## Work to complete:
Your task is to give the data again, exactly, with every line intact.
==== Task input ====
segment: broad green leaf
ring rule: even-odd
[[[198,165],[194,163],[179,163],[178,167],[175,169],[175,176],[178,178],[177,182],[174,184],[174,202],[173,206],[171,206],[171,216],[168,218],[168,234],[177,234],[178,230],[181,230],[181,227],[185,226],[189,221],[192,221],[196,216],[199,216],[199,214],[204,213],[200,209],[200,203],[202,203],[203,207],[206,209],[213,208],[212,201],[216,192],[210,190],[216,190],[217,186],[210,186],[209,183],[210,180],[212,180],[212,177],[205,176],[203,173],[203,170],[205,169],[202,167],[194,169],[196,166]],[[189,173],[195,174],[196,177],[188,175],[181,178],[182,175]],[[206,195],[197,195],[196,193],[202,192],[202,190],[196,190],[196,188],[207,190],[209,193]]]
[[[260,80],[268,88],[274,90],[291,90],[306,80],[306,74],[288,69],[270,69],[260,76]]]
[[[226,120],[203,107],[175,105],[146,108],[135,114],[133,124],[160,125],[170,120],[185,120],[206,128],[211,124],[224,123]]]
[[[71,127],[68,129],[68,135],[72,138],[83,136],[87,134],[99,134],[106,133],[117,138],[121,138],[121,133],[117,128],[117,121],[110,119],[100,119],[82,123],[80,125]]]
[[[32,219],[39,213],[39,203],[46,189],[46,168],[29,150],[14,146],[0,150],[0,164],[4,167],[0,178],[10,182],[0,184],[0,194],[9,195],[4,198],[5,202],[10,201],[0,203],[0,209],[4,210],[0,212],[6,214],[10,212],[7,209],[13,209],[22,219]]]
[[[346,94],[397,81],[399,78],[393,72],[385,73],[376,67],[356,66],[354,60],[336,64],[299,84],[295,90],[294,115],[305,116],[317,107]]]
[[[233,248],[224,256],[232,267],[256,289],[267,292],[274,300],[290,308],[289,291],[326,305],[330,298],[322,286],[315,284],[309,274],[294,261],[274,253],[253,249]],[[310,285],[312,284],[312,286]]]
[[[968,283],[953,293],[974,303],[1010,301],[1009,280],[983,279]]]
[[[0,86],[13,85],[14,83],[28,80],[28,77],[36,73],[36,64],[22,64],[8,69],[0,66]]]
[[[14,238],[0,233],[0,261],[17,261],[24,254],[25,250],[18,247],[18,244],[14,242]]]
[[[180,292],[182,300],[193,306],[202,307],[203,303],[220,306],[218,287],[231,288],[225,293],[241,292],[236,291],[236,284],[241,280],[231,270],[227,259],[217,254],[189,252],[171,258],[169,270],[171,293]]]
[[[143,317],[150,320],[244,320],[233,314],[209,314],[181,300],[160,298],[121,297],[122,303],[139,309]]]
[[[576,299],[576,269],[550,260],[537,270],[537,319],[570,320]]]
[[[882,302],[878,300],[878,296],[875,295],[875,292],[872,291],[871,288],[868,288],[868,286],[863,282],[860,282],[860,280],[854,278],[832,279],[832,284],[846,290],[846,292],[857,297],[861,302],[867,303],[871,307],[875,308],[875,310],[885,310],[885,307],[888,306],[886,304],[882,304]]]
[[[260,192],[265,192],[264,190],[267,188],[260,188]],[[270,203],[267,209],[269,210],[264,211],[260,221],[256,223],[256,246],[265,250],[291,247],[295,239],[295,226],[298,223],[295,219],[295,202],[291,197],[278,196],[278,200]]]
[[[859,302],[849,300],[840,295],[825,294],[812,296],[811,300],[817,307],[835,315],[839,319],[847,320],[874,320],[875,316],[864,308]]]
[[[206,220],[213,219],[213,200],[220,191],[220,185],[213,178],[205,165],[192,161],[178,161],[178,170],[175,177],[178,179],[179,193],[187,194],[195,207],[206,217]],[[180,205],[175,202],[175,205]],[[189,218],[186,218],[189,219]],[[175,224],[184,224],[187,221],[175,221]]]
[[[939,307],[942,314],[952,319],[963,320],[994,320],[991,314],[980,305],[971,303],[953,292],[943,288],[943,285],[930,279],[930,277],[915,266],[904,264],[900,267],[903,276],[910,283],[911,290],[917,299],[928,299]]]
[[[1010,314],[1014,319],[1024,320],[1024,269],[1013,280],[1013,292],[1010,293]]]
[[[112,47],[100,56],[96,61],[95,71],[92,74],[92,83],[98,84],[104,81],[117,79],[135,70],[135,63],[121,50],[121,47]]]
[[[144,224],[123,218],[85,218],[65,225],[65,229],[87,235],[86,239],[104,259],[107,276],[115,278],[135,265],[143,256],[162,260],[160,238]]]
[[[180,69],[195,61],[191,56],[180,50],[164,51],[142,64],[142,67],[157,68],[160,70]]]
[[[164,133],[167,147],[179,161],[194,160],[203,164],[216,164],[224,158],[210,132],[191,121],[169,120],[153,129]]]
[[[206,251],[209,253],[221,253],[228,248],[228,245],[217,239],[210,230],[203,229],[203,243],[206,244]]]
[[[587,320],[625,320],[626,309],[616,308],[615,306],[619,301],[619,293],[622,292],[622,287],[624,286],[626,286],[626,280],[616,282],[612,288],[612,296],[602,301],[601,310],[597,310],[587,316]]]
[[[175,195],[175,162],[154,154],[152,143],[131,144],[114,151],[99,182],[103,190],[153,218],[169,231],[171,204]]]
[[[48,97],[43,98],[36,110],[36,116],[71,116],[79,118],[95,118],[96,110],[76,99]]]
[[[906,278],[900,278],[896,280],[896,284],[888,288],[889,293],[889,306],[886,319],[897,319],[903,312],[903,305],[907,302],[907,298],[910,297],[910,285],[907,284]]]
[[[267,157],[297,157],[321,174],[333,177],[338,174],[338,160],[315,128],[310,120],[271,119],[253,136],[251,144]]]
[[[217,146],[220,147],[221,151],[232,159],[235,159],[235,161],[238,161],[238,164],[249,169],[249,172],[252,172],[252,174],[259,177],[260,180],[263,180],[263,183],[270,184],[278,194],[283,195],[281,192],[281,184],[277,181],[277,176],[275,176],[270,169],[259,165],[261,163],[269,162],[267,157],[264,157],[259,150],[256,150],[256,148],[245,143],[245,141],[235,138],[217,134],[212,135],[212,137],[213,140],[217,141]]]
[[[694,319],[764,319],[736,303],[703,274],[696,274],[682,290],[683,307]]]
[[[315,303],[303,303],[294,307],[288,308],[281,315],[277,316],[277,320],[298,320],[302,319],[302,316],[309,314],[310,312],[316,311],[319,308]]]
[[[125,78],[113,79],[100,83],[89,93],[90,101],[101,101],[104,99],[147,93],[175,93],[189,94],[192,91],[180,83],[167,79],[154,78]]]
====
## Problem solution:
segment: broad green leaf
ring rule: even-odd
[[[198,165],[194,163],[179,163],[178,167],[175,169],[175,176],[178,178],[177,182],[174,184],[174,202],[173,206],[171,206],[171,216],[168,218],[168,234],[177,234],[178,230],[181,230],[181,227],[185,226],[189,221],[192,221],[196,216],[199,216],[199,214],[204,213],[200,209],[200,203],[202,203],[203,207],[206,209],[213,208],[212,201],[216,192],[210,190],[216,190],[217,186],[210,186],[209,183],[210,180],[212,180],[212,177],[205,176],[203,173],[203,170],[205,169],[202,167],[194,169],[196,166]],[[189,173],[195,174],[196,177],[188,175],[181,178],[182,175]],[[206,195],[197,195],[196,193],[202,192],[202,190],[196,190],[196,188],[207,190],[209,193]]]
[[[260,80],[268,88],[274,90],[291,90],[306,80],[306,74],[288,69],[270,69],[260,76]]]
[[[226,120],[203,107],[175,105],[146,108],[135,114],[133,124],[160,125],[170,120],[185,120],[206,128],[211,124],[224,123]]]
[[[71,127],[68,129],[68,135],[72,138],[83,136],[87,134],[99,134],[106,133],[117,138],[121,138],[121,133],[117,128],[117,121],[110,119],[100,119],[82,123],[80,125]]]
[[[32,219],[39,213],[39,203],[46,189],[46,168],[29,150],[14,146],[0,150],[0,164],[4,167],[0,178],[10,182],[0,184],[0,194],[9,195],[4,198],[5,202],[10,201],[0,203],[0,209],[4,210],[0,212],[6,214],[10,212],[7,209],[13,209],[22,219]]]
[[[346,94],[397,81],[399,78],[393,72],[385,73],[376,67],[356,66],[354,60],[336,64],[299,84],[295,90],[294,115],[305,116],[317,107]]]
[[[233,248],[224,256],[232,267],[256,289],[267,292],[274,300],[290,308],[289,291],[326,305],[330,298],[322,286],[315,284],[309,274],[294,261],[274,253],[253,249]],[[310,285],[312,284],[312,286]]]
[[[968,283],[953,293],[974,303],[1010,301],[1009,280],[983,279]]]
[[[0,86],[13,85],[14,83],[28,80],[28,77],[36,73],[36,64],[22,64],[8,69],[0,66]]]
[[[14,238],[0,233],[0,261],[17,261],[24,254],[25,250],[18,247],[18,244],[14,242]]]
[[[180,292],[182,300],[193,306],[202,307],[203,303],[220,306],[218,287],[231,288],[225,293],[241,292],[236,291],[236,284],[241,280],[231,270],[227,259],[217,254],[189,252],[171,258],[169,270],[171,293]]]
[[[143,317],[150,320],[244,320],[233,314],[209,314],[181,300],[160,298],[121,297],[122,303],[139,309]]]
[[[576,299],[576,269],[550,260],[537,270],[537,319],[570,320]]]
[[[882,302],[878,300],[878,296],[875,295],[875,292],[872,291],[871,288],[868,288],[868,286],[863,282],[860,282],[860,280],[854,278],[832,279],[832,284],[846,290],[846,292],[857,297],[861,302],[867,303],[871,307],[875,308],[875,310],[885,310],[885,307],[888,306],[886,304],[882,304]]]
[[[260,192],[265,192],[264,190],[267,188],[260,188]],[[270,203],[267,209],[269,210],[264,211],[260,221],[256,223],[256,246],[265,250],[291,247],[295,239],[295,226],[298,223],[295,219],[295,202],[291,197],[278,196],[278,200]]]
[[[859,302],[849,300],[840,295],[825,294],[812,296],[811,300],[817,307],[835,315],[839,319],[847,320],[874,320],[875,316],[864,308]]]
[[[206,220],[213,219],[213,200],[220,191],[220,185],[213,178],[205,165],[192,161],[178,161],[178,170],[175,177],[178,179],[179,193],[187,194],[195,207],[206,217]],[[180,205],[175,202],[175,205]],[[189,218],[186,218],[189,219]],[[175,224],[184,224],[187,221],[175,221]]]
[[[939,307],[942,314],[952,319],[963,320],[994,320],[991,314],[980,305],[971,303],[953,292],[943,288],[943,285],[930,279],[930,277],[915,266],[904,264],[900,267],[903,276],[910,283],[911,290],[917,299],[928,299]]]
[[[1010,314],[1014,319],[1024,320],[1024,269],[1013,280],[1013,292],[1010,293]]]
[[[112,47],[100,56],[96,61],[95,71],[92,74],[92,83],[98,84],[104,81],[117,79],[135,70],[135,63],[121,50],[121,47]]]
[[[144,224],[123,218],[85,218],[65,225],[65,229],[87,235],[86,239],[104,259],[107,276],[115,278],[135,265],[143,256],[162,260],[160,238]]]
[[[180,69],[195,61],[191,56],[180,50],[164,51],[142,64],[142,67],[157,68],[160,70]]]
[[[164,133],[167,147],[179,161],[194,160],[203,164],[216,164],[224,158],[210,132],[191,121],[169,120],[153,129]]]
[[[206,251],[209,253],[221,253],[228,248],[228,245],[217,239],[210,230],[203,229],[203,243],[206,244]]]
[[[587,320],[625,320],[626,309],[616,308],[615,306],[619,301],[619,293],[622,292],[622,287],[624,286],[626,286],[626,280],[616,282],[612,288],[612,296],[602,301],[601,310],[597,310],[587,316]]]
[[[175,195],[175,162],[154,154],[152,143],[131,144],[114,151],[99,182],[103,190],[153,218],[169,231],[171,204]]]
[[[48,97],[43,98],[36,110],[36,116],[71,116],[79,118],[95,118],[96,110],[76,99]]]
[[[906,278],[900,278],[896,280],[896,284],[888,288],[889,293],[889,306],[886,319],[897,319],[903,312],[903,305],[907,302],[907,298],[910,297],[910,285],[907,284]]]
[[[267,157],[297,157],[321,174],[333,177],[338,174],[338,160],[315,128],[310,120],[271,119],[253,136],[251,144]]]
[[[217,146],[220,147],[221,151],[232,159],[235,159],[235,161],[238,161],[238,164],[249,169],[249,172],[252,172],[252,174],[259,177],[260,180],[263,180],[263,183],[270,184],[278,194],[283,195],[281,192],[281,184],[277,181],[277,176],[275,176],[270,169],[259,165],[261,163],[269,162],[267,157],[264,157],[259,150],[256,150],[256,148],[245,143],[245,141],[235,138],[217,134],[212,135],[212,137],[213,140],[217,141]]]
[[[694,319],[764,319],[736,303],[703,274],[696,274],[682,290],[683,307]]]
[[[315,303],[303,303],[294,307],[288,308],[281,315],[277,316],[277,320],[298,320],[302,319],[302,316],[309,314],[310,312],[316,311],[319,308]]]
[[[125,78],[113,79],[100,83],[89,93],[90,101],[101,101],[104,99],[147,93],[175,93],[189,94],[192,91],[180,83],[167,79],[154,78]]]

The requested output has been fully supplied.